— Aim —
Please render every line of the records below as a Markdown table with the columns Row and Line, giving each line its row number. Skip blank lines and leave the pictures out.

— Data supplied —
>> begin

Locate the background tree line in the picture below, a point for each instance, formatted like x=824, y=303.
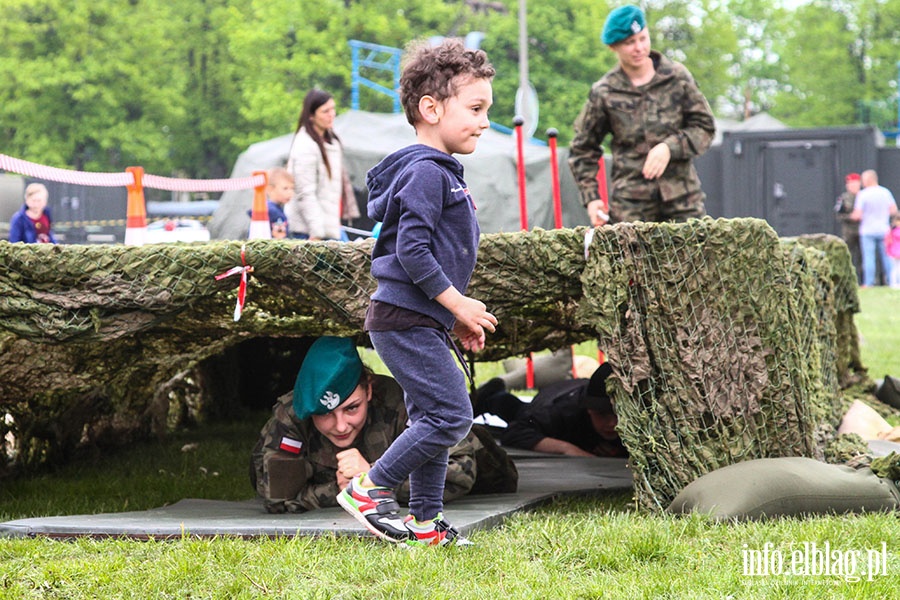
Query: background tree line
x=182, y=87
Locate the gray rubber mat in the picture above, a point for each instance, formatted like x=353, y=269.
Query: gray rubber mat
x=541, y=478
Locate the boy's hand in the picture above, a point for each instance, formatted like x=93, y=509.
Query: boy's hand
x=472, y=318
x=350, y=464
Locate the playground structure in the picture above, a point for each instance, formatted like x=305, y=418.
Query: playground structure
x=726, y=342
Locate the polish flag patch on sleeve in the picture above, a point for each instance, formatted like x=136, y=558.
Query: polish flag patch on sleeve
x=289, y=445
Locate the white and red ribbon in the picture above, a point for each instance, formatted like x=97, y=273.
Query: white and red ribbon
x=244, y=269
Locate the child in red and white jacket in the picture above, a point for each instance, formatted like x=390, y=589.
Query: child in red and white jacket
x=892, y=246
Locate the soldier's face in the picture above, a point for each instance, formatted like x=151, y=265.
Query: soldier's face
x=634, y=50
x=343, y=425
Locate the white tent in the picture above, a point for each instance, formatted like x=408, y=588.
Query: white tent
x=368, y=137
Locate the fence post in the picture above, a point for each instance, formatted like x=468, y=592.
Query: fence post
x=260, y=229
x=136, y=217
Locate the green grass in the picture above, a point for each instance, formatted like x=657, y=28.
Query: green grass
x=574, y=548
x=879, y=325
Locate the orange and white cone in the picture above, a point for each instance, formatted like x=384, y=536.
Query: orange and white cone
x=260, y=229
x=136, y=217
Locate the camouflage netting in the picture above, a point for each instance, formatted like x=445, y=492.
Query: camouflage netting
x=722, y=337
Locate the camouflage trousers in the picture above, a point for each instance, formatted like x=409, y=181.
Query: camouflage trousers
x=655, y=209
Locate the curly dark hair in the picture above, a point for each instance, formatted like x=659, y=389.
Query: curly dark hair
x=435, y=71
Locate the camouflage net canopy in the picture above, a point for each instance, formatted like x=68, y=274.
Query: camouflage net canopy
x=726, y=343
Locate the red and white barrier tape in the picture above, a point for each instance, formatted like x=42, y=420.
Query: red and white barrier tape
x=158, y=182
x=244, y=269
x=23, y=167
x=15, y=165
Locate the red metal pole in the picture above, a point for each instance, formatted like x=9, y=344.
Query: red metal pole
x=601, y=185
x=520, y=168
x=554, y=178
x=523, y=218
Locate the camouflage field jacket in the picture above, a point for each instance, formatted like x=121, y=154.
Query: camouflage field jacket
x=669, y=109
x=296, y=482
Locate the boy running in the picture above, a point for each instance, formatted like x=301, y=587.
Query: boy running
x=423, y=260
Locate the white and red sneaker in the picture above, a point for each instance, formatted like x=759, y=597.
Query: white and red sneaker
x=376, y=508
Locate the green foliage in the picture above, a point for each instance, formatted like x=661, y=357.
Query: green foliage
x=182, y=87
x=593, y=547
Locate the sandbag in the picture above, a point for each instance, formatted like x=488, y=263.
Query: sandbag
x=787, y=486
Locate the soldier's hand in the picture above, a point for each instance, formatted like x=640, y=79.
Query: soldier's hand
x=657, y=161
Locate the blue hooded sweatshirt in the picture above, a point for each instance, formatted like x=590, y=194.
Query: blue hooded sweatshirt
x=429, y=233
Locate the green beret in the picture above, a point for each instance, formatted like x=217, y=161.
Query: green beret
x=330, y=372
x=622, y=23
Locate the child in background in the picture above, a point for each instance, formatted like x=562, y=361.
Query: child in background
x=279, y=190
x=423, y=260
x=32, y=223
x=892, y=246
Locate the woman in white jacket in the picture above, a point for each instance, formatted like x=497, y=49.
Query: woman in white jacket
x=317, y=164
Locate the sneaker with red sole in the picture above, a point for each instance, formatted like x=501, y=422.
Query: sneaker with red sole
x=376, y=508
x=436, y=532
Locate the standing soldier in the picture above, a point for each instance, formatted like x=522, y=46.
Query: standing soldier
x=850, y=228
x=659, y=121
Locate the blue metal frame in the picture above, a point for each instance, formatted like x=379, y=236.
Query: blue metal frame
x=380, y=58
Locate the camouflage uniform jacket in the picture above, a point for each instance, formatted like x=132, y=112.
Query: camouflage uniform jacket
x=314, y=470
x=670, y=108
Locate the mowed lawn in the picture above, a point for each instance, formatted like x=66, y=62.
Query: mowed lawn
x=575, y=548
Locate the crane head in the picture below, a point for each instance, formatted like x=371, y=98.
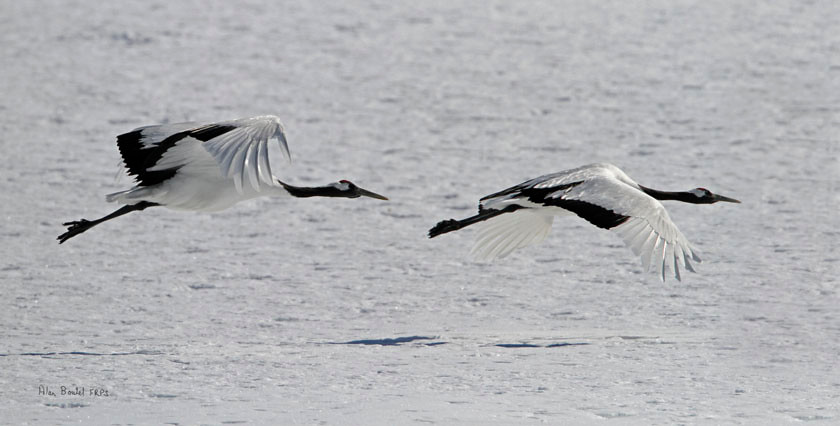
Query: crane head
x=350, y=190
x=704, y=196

>> end

— Written answer —
| Row | Line |
|---|---|
| 1 | Locate the background tree line in the picture below, a point for each instance, formatted like x=824, y=303. |
| 2 | Query: background tree line |
| 3 | x=182, y=87 |
| 4 | Locate the gray rubber mat in the picture above, a point for each instance, formatted like x=353, y=269. |
| 5 | Query: gray rubber mat |
| 6 | x=541, y=478 |
| 7 | Locate the boy's hand in the picture above, a point for each instance, formatted like x=93, y=509. |
| 8 | Query: boy's hand |
| 9 | x=472, y=318 |
| 10 | x=350, y=464 |
| 11 | Locate the playground structure in the picture above, a point for each instance, formatted like x=305, y=418. |
| 12 | Query: playground structure |
| 13 | x=726, y=342 |
| 14 | Locate the polish flag patch on sleeve in the picture above, a point for each instance, formatted like x=136, y=558. |
| 15 | Query: polish flag patch on sleeve |
| 16 | x=289, y=445 |
| 17 | Locate the white and red ribbon in the picture above, a point for each instance, formatted like x=97, y=273. |
| 18 | Query: white and red ribbon |
| 19 | x=244, y=269 |
| 20 | Locate the child in red and white jacket in the picture above, a point for each instance, formatted like x=390, y=589. |
| 21 | Query: child in red and white jacket |
| 22 | x=892, y=246 |
| 23 | Locate the soldier's face in the picture above, a point for each instance, formatted like x=151, y=265. |
| 24 | Query: soldier's face |
| 25 | x=634, y=50 |
| 26 | x=343, y=425 |
| 27 | Locate the white tent in the picture above, a point for each instance, formatted like x=408, y=588. |
| 28 | Query: white tent |
| 29 | x=368, y=137 |
| 30 | Locate the fence post in the picture above, a point for each instance, formatted like x=468, y=592. |
| 31 | Query: fence post |
| 32 | x=260, y=229 |
| 33 | x=136, y=217 |
| 34 | Locate the green grass in the picture above, a point for each instance, formatted like x=657, y=28. |
| 35 | Query: green grass |
| 36 | x=574, y=548 |
| 37 | x=879, y=325 |
| 38 | Locate the orange and white cone in the picture above, a point for each instance, formatted like x=384, y=536. |
| 39 | Query: orange and white cone |
| 40 | x=260, y=229 |
| 41 | x=136, y=217 |
| 42 | Locate the camouflage netting in the picture above, a point for each instance, formatted like x=445, y=492. |
| 43 | Query: camouflage netting |
| 44 | x=722, y=337 |
| 45 | Locate the camouflage trousers in the picture above, a point for each instance, formatted like x=409, y=181. |
| 46 | Query: camouflage trousers |
| 47 | x=655, y=209 |
| 48 | Locate the curly dark hair in the picture above, a point for each instance, formatted like x=659, y=389. |
| 49 | Query: curly dark hair |
| 50 | x=435, y=71 |
| 51 | Locate the camouflage net canopy in the picture above, a point for each instance, formatted like x=68, y=274. |
| 52 | Query: camouflage net canopy |
| 53 | x=726, y=343 |
| 54 | Locate the red and white barrier tape in the picture above, a point for each instance, formatted like x=42, y=420. |
| 55 | Query: red and white barrier tape |
| 56 | x=158, y=182 |
| 57 | x=244, y=269 |
| 58 | x=23, y=167 |
| 59 | x=15, y=165 |
| 60 | Locate the red metal pole in the picture above, a point for each instance, formatted like x=9, y=344. |
| 61 | Query: red metal pole |
| 62 | x=601, y=185 |
| 63 | x=520, y=168 |
| 64 | x=554, y=178 |
| 65 | x=523, y=218 |
| 66 | Locate the camouflage field jacket in the picture above, a point for each instance, formatted like x=121, y=154. |
| 67 | Query: camouflage field jacket |
| 68 | x=669, y=109 |
| 69 | x=296, y=482 |
| 70 | Locate the boy running in the picture above, a point for each instance, formatted like x=301, y=587. |
| 71 | Query: boy running |
| 72 | x=423, y=260 |
| 73 | Locate the white and red sneaker in the picture above, a point for each instance, formatted like x=759, y=597. |
| 74 | Query: white and red sneaker |
| 75 | x=376, y=508 |
| 76 | Locate the green foliage in the picture above, a point for each instance, formatted like x=661, y=357. |
| 77 | Query: green foliage |
| 78 | x=182, y=87 |
| 79 | x=593, y=547 |
| 80 | Locate the sandbag in the picture above, a point for each instance, formatted like x=488, y=263. |
| 81 | Query: sandbag |
| 82 | x=787, y=486 |
| 83 | Locate the soldier's hand in the picture above, a point for each instance, formatted like x=640, y=79. |
| 84 | Query: soldier's hand |
| 85 | x=657, y=161 |
| 86 | Locate the blue hooded sweatshirt in the picture above, a point for each instance, formatted like x=590, y=194. |
| 87 | Query: blue hooded sweatshirt |
| 88 | x=429, y=233 |
| 89 | Locate the green beret in the picture above, a point for each instance, formatted like x=217, y=161. |
| 90 | Query: green beret |
| 91 | x=330, y=372 |
| 92 | x=622, y=23 |
| 93 | Locate the child in background in the picture above, a point for each instance, formatted like x=562, y=361. |
| 94 | Query: child in background |
| 95 | x=279, y=190 |
| 96 | x=423, y=260 |
| 97 | x=32, y=223 |
| 98 | x=892, y=246 |
| 99 | Locate the woman in white jacket in the picture above, a point for each instance, formatted like x=497, y=49. |
| 100 | Query: woman in white jacket |
| 101 | x=317, y=164 |
| 102 | Locate the sneaker with red sole in the picture above, a point for each instance, formatted like x=501, y=422. |
| 103 | Query: sneaker with red sole |
| 104 | x=376, y=508 |
| 105 | x=436, y=532 |
| 106 | Locate the standing soldier in the picture above, a point for each instance, formatted like x=522, y=46. |
| 107 | Query: standing soldier |
| 108 | x=850, y=228 |
| 109 | x=659, y=121 |
| 110 | Locate the blue metal frame in the picture above, a point for each instance, formatted like x=379, y=236. |
| 111 | Query: blue metal frame |
| 112 | x=380, y=58 |
| 113 | Locate the camouflage uniform jacket in the picture above, a point for each instance, formatted like x=132, y=112. |
| 114 | Query: camouflage uniform jacket |
| 115 | x=314, y=470 |
| 116 | x=670, y=108 |
| 117 | Locate the mowed lawn in the picture above, a point for each instance, formatted like x=66, y=62. |
| 118 | Query: mowed lawn |
| 119 | x=575, y=548 |
| 120 | Locate the crane head in the picture below, a point for each instance, formatted like x=371, y=98. |
| 121 | Query: crane head |
| 122 | x=350, y=190 |
| 123 | x=704, y=196 |